◆ The task ◆
Reproduce everything from the start of the items down to the line containing "Now the mug", swapping "even-odd fill" for "nonzero fill" and keeping all else unchanged. Leave the pictures out of your answer.

— start of Data extract —

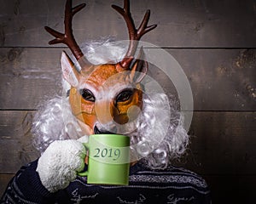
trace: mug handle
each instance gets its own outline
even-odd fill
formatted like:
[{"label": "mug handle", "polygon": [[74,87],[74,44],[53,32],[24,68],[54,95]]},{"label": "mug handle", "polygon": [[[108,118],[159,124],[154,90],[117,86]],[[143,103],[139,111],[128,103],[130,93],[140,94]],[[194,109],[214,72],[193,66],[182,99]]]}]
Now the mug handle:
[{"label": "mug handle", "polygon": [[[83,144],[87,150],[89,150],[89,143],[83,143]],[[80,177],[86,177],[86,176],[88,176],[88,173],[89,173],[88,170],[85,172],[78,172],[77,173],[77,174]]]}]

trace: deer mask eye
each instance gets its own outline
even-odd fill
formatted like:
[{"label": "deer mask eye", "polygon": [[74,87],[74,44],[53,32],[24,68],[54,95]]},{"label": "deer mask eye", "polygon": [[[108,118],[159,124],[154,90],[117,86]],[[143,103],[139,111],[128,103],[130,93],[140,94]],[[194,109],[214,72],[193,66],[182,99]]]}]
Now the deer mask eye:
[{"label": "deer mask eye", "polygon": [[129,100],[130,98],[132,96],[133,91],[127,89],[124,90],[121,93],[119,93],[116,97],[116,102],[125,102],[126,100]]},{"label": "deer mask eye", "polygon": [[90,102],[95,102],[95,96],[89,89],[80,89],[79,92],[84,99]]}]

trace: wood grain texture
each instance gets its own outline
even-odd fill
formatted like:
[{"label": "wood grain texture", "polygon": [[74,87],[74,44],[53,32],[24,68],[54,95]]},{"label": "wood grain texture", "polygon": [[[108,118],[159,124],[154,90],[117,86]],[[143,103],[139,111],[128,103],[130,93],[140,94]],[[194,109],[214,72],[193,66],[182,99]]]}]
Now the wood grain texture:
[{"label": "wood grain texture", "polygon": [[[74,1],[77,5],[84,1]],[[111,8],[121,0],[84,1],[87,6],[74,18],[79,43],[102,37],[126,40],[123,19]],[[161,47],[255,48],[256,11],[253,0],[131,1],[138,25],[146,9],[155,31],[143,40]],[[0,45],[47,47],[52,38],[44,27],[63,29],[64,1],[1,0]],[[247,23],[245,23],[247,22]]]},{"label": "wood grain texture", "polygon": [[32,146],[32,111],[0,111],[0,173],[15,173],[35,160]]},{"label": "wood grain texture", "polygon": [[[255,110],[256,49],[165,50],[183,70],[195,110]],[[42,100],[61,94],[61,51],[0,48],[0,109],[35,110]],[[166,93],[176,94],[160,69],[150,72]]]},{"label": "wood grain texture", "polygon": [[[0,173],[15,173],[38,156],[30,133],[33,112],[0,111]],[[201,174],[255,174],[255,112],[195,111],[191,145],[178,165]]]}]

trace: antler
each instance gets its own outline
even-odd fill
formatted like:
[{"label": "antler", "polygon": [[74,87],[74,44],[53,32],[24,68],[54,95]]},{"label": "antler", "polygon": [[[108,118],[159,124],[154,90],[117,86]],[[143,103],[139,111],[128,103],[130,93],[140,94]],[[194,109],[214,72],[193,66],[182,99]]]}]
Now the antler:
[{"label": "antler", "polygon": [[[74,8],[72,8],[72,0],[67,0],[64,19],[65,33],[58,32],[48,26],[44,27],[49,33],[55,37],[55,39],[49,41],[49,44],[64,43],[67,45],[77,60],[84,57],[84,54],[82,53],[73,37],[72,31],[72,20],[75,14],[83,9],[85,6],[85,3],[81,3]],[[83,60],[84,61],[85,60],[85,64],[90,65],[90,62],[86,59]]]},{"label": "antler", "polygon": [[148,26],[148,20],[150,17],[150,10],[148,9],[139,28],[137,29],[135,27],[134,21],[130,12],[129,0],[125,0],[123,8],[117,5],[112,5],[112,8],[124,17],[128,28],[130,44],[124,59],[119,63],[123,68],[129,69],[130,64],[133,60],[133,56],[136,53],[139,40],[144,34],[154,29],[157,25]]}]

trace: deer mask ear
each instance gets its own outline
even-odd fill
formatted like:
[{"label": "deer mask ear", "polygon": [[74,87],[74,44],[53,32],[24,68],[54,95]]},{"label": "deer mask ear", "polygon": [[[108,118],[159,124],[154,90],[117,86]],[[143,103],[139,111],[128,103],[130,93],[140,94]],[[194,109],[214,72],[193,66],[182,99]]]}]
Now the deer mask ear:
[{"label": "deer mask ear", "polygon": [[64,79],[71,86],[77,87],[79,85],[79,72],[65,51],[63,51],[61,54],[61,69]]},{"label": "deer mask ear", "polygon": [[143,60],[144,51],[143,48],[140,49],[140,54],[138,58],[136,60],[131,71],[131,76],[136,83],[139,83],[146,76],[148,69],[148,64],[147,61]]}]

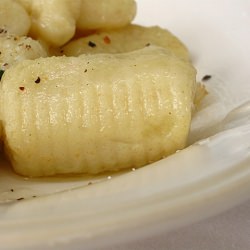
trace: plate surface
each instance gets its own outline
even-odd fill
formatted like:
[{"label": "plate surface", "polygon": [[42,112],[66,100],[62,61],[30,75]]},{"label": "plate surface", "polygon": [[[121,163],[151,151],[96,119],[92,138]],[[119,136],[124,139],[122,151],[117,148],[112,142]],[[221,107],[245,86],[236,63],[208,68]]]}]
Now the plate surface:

— end of Data extract —

◆ Written response ◆
trace: mug handle
each instance gets its own outline
nonzero fill
formatted like:
[{"label": "mug handle", "polygon": [[74,87],[74,44],[53,32],[24,68],[54,95]]},{"label": "mug handle", "polygon": [[[108,118],[159,124],[154,90],[117,86]],[[143,103],[139,111],[128,103],[130,93],[140,94]],[[194,109],[214,72],[193,66],[182,99]]]}]
Now the mug handle:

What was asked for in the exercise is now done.